*** Opening RECORDS FOR THIS EXERCISE ***
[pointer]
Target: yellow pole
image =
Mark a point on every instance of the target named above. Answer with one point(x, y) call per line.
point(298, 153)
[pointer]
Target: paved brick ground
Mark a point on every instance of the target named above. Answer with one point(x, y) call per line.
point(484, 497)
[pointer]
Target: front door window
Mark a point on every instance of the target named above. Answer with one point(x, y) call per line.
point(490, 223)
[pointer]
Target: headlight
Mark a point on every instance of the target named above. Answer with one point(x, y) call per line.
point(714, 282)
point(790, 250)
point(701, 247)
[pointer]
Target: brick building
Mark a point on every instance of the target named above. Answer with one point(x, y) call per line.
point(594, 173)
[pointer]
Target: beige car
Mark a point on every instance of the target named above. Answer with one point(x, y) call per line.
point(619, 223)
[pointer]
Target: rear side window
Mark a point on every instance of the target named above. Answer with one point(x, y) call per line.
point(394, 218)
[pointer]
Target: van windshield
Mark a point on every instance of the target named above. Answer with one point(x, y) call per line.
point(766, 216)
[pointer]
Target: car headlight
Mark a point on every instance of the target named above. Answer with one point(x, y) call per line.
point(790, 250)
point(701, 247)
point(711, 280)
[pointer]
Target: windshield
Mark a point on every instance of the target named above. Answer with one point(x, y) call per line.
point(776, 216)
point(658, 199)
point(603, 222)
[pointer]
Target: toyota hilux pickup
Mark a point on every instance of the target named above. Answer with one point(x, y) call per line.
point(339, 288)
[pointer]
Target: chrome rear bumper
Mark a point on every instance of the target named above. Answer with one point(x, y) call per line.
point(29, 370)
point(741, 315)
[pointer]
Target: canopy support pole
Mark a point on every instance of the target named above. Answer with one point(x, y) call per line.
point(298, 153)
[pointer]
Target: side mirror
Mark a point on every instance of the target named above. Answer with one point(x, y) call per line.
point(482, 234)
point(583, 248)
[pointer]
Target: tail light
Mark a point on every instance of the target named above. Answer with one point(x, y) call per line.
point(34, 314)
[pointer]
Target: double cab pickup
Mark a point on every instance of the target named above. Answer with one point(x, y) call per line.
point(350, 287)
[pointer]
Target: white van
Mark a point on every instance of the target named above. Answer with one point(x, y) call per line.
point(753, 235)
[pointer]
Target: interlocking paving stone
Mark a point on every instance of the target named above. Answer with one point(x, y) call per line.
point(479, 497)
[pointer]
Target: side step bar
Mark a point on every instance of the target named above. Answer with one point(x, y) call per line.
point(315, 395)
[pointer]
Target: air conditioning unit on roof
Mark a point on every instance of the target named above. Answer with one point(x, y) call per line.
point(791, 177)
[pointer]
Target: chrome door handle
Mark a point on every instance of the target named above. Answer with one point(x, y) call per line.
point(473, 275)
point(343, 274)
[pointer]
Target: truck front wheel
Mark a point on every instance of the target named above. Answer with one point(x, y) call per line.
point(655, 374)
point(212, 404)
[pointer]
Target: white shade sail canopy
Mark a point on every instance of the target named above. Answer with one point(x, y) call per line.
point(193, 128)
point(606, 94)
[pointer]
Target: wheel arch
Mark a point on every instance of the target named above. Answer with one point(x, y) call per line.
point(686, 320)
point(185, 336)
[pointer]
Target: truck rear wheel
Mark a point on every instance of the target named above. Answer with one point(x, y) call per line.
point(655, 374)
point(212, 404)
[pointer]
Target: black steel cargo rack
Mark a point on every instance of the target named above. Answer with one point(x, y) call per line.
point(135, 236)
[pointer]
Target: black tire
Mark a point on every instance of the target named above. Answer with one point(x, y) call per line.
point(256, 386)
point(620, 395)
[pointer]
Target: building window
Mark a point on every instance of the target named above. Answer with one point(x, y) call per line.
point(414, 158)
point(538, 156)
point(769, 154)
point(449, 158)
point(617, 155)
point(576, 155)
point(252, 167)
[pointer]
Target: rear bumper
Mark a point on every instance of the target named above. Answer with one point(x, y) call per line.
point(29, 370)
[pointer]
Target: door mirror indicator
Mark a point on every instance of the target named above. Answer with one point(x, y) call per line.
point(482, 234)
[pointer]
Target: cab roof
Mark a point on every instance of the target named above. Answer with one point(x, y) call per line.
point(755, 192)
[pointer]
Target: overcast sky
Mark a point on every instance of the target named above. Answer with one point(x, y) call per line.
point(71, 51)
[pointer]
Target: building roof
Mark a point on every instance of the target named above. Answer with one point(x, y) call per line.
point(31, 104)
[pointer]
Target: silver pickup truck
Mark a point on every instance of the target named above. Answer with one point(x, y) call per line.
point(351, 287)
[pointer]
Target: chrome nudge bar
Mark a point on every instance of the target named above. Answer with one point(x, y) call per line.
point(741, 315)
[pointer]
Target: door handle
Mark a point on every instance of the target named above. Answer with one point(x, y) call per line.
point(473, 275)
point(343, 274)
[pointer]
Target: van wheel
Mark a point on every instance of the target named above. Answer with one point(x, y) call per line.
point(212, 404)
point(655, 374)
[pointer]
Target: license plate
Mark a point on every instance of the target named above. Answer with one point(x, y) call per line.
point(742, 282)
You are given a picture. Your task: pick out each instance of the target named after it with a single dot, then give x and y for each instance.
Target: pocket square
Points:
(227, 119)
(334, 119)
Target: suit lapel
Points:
*** Closing RECORDS FOR THIS EXERCISE ***
REQUIRED ACTION>
Copy out only the lines of the records above from the one with "Target: side step bar" through the one with "Target: black steel cargo rack", exactly as they stand, both included.

ANSWER TO THIS PROBLEM>
Target: side step bar
Mark a point on every instance of the target named above. Answer with one point(x, y) call per line.
point(315, 395)
[pointer]
Target: air conditioning unit on roof
Mark a point on every instance of the target named above. Answer with one point(x, y) call per line.
point(791, 177)
[pointer]
Target: chrome door handle
Mark a point on every instance of the target named above. Answer with one point(x, y) call per line.
point(473, 275)
point(343, 274)
[pointer]
Target: truck front wheel
Mark a point on every instance of the target named above. Answer with one point(x, y) call per line.
point(655, 374)
point(212, 404)
[pointer]
Target: white shade sail canopy
Mark a point on every instance of the target named above. Answer with one point(x, y) call per line.
point(193, 128)
point(606, 94)
[pointer]
Target: wheel arch
Mark a point on every instance of the target named above. Answer with one point(x, y) call per line.
point(686, 320)
point(185, 336)
[pointer]
Target: truck rear wheel
Mark a point on every instance of the target named above. Answer with one point(x, y) call per line.
point(655, 374)
point(212, 404)
[pointer]
Target: black steel cargo rack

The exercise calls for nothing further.